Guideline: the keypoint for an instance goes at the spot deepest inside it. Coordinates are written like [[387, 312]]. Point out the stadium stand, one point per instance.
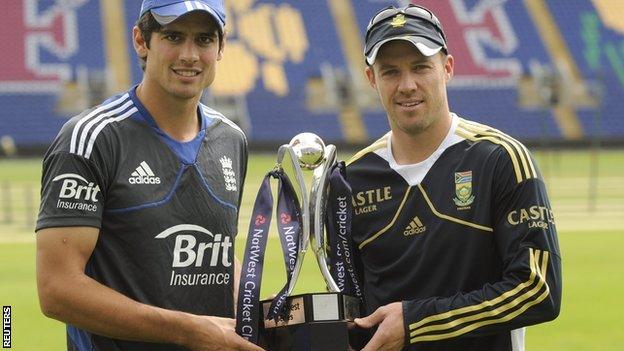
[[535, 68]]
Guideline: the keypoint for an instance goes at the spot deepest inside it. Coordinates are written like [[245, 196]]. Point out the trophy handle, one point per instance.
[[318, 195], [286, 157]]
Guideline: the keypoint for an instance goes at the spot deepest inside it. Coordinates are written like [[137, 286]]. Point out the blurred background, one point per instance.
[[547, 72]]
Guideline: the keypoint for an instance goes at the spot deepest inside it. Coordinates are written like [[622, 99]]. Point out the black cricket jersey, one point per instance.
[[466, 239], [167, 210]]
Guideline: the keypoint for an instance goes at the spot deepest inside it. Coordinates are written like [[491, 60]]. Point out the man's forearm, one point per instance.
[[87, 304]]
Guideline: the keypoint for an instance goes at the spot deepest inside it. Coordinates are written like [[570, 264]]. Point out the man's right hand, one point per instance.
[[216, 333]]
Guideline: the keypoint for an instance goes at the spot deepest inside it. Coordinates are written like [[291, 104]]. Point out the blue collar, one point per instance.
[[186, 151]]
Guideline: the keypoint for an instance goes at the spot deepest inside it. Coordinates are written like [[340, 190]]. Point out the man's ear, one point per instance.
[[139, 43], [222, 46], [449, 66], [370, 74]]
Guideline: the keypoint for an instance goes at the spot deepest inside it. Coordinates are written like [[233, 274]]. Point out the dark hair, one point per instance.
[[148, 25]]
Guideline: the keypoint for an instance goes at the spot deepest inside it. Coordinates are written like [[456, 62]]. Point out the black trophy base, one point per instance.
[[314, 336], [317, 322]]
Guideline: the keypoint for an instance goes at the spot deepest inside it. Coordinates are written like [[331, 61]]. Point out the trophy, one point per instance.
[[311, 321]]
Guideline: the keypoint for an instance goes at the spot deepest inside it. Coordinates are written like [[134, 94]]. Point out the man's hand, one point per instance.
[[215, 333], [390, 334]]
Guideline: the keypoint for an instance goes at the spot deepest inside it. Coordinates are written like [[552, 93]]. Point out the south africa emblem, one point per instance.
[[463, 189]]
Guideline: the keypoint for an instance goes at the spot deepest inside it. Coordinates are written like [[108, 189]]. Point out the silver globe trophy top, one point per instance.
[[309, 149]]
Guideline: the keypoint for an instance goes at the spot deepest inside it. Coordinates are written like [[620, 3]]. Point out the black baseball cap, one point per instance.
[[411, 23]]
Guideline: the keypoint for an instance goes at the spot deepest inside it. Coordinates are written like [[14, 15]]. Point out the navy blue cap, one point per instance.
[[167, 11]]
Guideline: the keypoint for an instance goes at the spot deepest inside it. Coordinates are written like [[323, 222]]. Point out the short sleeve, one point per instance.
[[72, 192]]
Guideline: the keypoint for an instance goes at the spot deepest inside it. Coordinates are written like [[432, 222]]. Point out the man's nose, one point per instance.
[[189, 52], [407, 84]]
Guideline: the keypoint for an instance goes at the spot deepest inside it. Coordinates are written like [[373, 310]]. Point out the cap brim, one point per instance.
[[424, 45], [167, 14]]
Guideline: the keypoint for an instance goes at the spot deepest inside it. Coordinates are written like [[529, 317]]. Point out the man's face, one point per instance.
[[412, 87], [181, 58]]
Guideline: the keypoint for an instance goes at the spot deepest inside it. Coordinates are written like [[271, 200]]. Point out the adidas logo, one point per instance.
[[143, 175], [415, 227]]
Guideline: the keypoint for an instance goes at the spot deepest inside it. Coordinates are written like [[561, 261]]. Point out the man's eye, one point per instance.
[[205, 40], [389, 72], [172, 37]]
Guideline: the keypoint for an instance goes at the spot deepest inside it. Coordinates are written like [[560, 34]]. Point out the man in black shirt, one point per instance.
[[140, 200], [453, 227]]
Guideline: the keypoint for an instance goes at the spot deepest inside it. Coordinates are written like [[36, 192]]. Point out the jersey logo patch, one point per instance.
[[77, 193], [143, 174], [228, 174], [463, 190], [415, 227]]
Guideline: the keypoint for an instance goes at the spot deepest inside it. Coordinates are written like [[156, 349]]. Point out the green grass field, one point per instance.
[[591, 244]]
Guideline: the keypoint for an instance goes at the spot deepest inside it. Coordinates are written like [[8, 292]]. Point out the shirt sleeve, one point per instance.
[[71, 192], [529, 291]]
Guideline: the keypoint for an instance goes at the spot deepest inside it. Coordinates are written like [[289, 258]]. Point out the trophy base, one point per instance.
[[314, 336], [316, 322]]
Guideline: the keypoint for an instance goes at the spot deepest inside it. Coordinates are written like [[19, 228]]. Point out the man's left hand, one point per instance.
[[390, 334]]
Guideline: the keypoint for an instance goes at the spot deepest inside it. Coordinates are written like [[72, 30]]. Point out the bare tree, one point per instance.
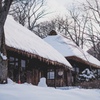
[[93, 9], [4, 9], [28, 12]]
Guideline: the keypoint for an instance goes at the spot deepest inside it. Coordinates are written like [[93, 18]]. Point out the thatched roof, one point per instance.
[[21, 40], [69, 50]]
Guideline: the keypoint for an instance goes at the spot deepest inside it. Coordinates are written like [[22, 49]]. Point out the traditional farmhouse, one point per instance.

::::::::::

**Exercise goal**: Lay out the entries above as a numbered list, covering everything from the very first line down to the line that contains "[[318, 195], [286, 157]]", with both of those lines included. Skip any blank lines, and leave the pictures out of the answer.

**The solution**:
1. Guideline: the keypoint for an instance goes at the spot deepest inside it. Coordinates are written like [[387, 312]]. Point out the stadium stand, one point per instance.
2. [[535, 68]]
3. Guideline: the keypoint for an instance goes at the spot deepest inside it. Coordinates are written like [[245, 196]]. Point out the trophy handle, one point per instance.
4. [[318, 195], [286, 157]]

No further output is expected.